── Data lines

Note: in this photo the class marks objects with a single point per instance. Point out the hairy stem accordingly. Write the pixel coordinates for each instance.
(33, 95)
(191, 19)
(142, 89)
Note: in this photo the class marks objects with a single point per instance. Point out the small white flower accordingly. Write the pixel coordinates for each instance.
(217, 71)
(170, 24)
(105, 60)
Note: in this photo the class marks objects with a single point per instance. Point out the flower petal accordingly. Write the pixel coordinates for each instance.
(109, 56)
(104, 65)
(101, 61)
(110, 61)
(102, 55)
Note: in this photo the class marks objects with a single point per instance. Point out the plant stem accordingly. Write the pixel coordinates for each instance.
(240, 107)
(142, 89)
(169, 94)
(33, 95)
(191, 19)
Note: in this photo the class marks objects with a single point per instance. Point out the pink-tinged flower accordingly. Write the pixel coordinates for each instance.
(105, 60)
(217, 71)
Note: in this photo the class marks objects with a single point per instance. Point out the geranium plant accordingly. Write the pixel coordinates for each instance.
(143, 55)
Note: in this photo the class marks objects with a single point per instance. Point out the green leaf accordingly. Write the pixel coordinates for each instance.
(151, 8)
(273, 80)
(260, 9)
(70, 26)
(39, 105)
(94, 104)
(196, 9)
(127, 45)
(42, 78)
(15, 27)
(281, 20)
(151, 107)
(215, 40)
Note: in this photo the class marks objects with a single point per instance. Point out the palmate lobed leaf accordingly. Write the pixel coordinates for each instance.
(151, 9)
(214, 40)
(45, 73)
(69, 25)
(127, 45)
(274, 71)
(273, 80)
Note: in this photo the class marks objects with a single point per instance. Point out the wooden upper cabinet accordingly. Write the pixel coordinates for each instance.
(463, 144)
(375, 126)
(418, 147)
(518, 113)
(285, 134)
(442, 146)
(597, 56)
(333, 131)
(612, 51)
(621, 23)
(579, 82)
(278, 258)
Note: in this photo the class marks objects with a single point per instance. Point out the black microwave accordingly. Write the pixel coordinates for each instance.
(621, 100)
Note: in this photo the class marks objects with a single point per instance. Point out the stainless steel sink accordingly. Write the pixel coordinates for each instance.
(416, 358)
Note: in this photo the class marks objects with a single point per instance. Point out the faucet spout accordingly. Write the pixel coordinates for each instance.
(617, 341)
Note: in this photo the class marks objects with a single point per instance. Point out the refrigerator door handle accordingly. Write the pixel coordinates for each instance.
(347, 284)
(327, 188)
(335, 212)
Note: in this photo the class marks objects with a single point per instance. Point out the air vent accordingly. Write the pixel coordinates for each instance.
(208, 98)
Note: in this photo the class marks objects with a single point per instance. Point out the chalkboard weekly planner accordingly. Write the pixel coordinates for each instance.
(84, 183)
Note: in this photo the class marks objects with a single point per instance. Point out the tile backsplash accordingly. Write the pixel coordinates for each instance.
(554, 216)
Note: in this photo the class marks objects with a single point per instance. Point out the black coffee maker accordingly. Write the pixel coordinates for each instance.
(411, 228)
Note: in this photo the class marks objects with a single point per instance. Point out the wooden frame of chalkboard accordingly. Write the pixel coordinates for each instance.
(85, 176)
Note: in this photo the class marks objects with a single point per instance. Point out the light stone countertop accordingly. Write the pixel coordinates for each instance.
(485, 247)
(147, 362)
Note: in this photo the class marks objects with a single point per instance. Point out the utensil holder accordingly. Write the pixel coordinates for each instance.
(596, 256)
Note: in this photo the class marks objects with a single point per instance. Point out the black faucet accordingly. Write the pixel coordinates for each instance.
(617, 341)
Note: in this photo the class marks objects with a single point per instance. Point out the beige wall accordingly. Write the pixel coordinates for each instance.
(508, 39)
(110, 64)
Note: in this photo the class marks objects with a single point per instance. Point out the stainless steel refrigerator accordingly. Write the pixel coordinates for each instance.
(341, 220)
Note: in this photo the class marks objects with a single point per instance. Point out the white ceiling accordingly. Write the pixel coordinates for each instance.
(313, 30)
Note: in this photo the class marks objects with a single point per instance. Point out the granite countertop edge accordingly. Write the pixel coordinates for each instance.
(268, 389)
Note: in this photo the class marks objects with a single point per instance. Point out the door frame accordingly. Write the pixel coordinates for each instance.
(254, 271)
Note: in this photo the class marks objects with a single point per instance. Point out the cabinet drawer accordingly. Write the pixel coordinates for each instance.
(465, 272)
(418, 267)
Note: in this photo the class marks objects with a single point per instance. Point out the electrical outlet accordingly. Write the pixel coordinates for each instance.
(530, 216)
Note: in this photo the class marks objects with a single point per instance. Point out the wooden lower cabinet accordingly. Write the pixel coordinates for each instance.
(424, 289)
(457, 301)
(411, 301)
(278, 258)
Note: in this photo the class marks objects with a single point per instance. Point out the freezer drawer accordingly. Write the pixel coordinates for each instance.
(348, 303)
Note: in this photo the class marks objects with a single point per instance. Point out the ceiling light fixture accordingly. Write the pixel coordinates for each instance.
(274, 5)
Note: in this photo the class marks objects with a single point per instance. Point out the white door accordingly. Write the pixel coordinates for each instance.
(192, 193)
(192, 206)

────

Written instruction -
All lines from the one containing "the wooden lower" through the end of the records, both ends included, are to be quoted exactly; please add nothing else.

The result -
Note: in this photo the class marks objects with a single point per instance. Point out the wooden lower cabinet accordingly. Write the pixel coordinates for each instance.
(424, 289)
(457, 301)
(411, 301)
(278, 258)
Note: in this photo the class marks objects with a single point per instance. Point out the freezer drawer accordingly. Write the pixel coordinates for each instance.
(348, 303)
Note: in this photo the class marks objects with a single point per instance. Point out the ceiling light fixture accordingly. Write the pixel coordinates for each instance.
(274, 5)
Note: in this photo the class marks objects with a single point per instance. Point out the white door accordingly. Write the pixel coordinates for each instance.
(192, 193)
(192, 206)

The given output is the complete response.